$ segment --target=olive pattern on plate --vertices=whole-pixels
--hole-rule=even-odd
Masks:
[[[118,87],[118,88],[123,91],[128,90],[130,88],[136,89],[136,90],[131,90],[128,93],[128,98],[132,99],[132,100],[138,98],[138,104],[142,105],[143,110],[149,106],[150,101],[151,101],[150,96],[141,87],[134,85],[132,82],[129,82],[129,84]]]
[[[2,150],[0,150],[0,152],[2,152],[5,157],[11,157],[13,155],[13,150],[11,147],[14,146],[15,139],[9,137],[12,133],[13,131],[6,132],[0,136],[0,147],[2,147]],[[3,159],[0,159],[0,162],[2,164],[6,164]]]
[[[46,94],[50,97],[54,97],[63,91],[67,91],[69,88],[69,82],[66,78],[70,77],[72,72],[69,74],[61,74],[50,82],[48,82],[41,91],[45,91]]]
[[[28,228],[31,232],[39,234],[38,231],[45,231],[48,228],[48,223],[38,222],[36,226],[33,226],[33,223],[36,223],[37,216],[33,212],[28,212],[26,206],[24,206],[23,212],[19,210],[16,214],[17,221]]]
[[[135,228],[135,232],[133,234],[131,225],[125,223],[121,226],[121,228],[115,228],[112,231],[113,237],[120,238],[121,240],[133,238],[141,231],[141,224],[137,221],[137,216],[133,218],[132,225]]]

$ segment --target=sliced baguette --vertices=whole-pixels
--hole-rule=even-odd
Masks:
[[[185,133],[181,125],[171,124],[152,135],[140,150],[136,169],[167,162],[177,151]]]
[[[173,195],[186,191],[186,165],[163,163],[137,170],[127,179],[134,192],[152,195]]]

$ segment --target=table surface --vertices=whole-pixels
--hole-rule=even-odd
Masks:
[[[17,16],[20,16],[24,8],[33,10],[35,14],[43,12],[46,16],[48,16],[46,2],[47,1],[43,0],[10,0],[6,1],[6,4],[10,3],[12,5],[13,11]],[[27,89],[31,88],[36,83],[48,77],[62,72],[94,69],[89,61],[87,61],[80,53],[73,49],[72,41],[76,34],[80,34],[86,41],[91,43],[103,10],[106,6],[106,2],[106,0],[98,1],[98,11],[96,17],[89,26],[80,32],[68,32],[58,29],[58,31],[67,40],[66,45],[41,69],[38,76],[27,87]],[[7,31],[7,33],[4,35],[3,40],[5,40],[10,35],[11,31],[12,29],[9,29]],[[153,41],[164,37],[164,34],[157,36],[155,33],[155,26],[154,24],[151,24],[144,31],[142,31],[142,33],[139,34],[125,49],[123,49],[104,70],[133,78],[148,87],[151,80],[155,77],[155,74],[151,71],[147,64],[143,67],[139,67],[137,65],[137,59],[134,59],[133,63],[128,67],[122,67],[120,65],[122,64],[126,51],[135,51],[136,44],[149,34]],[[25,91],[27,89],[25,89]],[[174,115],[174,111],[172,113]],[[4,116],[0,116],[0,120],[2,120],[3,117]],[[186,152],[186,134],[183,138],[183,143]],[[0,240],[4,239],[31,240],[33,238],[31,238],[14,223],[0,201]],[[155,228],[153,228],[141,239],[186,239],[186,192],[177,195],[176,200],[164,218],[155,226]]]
------------------------------------------------------------------------
EXERCISE PROMPT |
Go through the listing above and state how many of its lines contain "vertices", with no other words.

ANSWER SECTION |
3